━━━ TEXT SECTION ━━━

This accommodation measure was suggested because the Commissioner’s Directive
on urinalysis testing provides that when the sample is collected the officers
must watch the person to ensure that the sample is not altered. The suggested
accommodation would have allowed the applicant to provide the sample in
private, in a washroom, and to defecate at the same time if necessary. When
questioned about this, the officers said, however, that they did not remember
explaining to the applicant why they were giving him the opportunity to submit
to a strip search, saying they thought that he could make that inference on his
own.
[7]
The
applicant refused the offer of a strip search, saying that he would not be able
to submit to one without defecating. Instead, he asked the officers if he could
go to the washroom and bring back a urine sample, but they denied that request.
It was at that point that he left the room he was in with the officers, even
before the allotted two-hour time limit had expired, without providing the
urine sample as requested.
[8]
The
disciplinary hearing took place on May 27, 2009; at that time, the applicant
and the two correctional officers present testified. The applicant reiterated
that he had been unable to provide the urine sample without defecating although
he had drunk a number of glasses of water to make things easier. He said he had
never refused to participate in a urine test, had not used drugs for three
years or alcohol for thirteen years, and had no major report in his
disciplinary file. Moreover, one of the two correctional officers indicated
that Mr. Cyr was very co‑operative and behaved normally during the
time he was under their supervision.

━━━

• STATED TASK 1
Edit the passage on the urinalysis dispute, starting at "It was at that" and ending at "under their supervision.", so that "correctional officers" is replaced with "prison officers".
• STATED TASK 2
According to the passage on the urinalysis dispute, on what date did the disciplinary hearing take place?
• STATED TASK 3
State whether each statement agrees with the passage on the urinalysis dispute, answering yes or no and quoting the deciding words: (a) The applicant accepted the offer of a strip search. (b) The applicant said he had not used alcohol for thirteen years. (c) The officers allowed the applicant to go to the washroom and bring back a urine sample.
The records that follow are separate material and have no connection to the passage on the urinalysis dispute.

━━━ RECORDS ━━━

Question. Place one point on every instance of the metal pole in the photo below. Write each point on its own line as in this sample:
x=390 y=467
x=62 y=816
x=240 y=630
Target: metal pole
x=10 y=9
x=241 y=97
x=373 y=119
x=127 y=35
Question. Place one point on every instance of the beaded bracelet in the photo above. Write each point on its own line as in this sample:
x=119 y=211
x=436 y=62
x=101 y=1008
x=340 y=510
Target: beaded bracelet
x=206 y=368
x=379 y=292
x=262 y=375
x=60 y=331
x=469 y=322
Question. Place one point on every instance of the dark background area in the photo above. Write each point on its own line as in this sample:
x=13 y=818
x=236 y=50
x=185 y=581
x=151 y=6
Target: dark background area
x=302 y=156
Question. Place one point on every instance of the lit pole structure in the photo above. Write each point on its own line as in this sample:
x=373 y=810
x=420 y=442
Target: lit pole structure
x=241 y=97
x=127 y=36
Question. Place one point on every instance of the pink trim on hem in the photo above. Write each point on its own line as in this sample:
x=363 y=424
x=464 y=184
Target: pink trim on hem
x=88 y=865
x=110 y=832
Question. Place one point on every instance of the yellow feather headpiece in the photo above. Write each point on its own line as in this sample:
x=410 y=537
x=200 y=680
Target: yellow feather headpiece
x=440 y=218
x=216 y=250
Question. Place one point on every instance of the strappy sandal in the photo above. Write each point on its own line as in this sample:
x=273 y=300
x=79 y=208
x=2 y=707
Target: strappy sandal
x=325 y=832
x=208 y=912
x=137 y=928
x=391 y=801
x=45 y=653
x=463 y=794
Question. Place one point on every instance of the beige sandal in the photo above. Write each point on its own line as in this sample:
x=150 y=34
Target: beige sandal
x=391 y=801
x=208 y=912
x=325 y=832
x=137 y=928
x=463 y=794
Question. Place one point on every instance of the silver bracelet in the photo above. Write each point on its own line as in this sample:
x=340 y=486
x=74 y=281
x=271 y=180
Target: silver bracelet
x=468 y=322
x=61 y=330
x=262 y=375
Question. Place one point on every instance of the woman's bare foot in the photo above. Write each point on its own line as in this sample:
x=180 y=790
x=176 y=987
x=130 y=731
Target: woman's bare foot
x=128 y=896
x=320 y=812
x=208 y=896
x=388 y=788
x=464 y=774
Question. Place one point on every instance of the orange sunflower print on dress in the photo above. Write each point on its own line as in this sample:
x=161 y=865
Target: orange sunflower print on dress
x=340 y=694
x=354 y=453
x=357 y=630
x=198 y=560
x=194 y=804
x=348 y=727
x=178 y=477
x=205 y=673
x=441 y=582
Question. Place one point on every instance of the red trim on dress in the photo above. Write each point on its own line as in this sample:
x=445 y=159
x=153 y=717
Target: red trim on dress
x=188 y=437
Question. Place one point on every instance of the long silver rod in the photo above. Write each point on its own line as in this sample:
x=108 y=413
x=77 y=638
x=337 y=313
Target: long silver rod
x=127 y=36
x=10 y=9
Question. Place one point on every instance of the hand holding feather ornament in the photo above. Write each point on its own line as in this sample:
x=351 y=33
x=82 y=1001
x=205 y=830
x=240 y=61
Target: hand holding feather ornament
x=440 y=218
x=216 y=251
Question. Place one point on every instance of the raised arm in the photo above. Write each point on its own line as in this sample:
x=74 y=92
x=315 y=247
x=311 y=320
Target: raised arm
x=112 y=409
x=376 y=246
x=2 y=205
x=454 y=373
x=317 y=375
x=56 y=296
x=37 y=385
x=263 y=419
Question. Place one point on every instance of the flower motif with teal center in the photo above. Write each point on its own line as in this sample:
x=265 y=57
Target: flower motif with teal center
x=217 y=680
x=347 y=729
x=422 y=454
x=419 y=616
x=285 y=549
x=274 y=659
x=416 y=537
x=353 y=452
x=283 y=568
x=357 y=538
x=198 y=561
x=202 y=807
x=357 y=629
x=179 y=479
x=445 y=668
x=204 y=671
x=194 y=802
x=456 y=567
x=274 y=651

━━━

• COMPLETE RESPONSE 1
It was at that point that he left the room he was in with the officers, even
before the allotted two-hour time limit had expired, without providing the
urine sample as requested.
[8]
The
disciplinary hearing took place on May 27, 2009; at that time, the applicant
and the two prison officers present testified. The applicant reiterated
that he had been unable to provide the urine sample without defecating although
he had drunk a number of glasses of water to make things easier. He said he had
never refused to participate in a urine test, had not used drugs for three
years or alcohol for thirteen years, and had no major report in his
disciplinary file. Moreover, one of the two prison officers indicated
that Mr. Cyr was very co‑operative and behaved normally during the
time he was under their supervision.

• COMPLETE RESPONSE 2
May 27, 2009.

• COMPLETE RESPONSE 3
(a) No: "The applicant refused the offer of a strip search"
(b) Yes: "had not used drugs for three years or alcohol for thirteen years"
(c) No: "but they denied that request"